___ DATA LINES ___

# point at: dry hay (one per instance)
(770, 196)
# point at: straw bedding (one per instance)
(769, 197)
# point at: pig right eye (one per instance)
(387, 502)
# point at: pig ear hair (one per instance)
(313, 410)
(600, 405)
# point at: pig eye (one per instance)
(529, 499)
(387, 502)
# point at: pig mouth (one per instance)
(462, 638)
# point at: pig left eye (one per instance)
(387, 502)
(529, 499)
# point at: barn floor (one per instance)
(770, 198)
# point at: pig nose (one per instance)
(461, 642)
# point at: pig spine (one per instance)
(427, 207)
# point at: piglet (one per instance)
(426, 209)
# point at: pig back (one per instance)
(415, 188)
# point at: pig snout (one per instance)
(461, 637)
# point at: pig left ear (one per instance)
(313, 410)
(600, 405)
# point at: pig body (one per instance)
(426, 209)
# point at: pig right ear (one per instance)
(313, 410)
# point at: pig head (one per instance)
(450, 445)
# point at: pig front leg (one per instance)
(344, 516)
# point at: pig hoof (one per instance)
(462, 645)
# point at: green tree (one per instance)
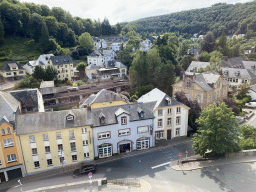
(208, 42)
(85, 41)
(39, 73)
(1, 32)
(51, 73)
(52, 25)
(248, 137)
(217, 131)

___

→ **PROBLEM TO WORK ON**:
Copy all of the data above line for line, and leave the pictures out of your copy.

→ **THE REPLY**:
# point at: dry hay (one per instance)
(770, 196)
# point at: straw bedding (one per instance)
(769, 197)
# point at: pig right eye (one per instance)
(387, 502)
# point at: pig ear hair (one per instance)
(313, 410)
(600, 405)
# point at: pig eye (one per instance)
(529, 499)
(387, 502)
# point at: pig mouth (one per instance)
(462, 638)
# point at: pig left eye (one per instance)
(387, 502)
(529, 499)
# point at: barn floor (one per instance)
(770, 198)
# point at: pig nose (one per instance)
(461, 642)
# point at: pig spine (one per instance)
(427, 207)
# point at: piglet (one per instance)
(426, 209)
# point at: pig back (one per instance)
(415, 188)
# point at: pig snout (one per instance)
(461, 637)
# point at: pig left ear (one per instance)
(313, 410)
(600, 405)
# point at: pig body (one per instance)
(426, 209)
# point at: pig right ear (one per instance)
(313, 410)
# point at: pig head (one per instance)
(450, 445)
# point at: pig front leg (one per instance)
(344, 516)
# point at: pig hoof (one per instance)
(462, 645)
# point at: green tree (one per instance)
(208, 42)
(85, 41)
(39, 73)
(1, 32)
(51, 73)
(52, 25)
(248, 137)
(217, 131)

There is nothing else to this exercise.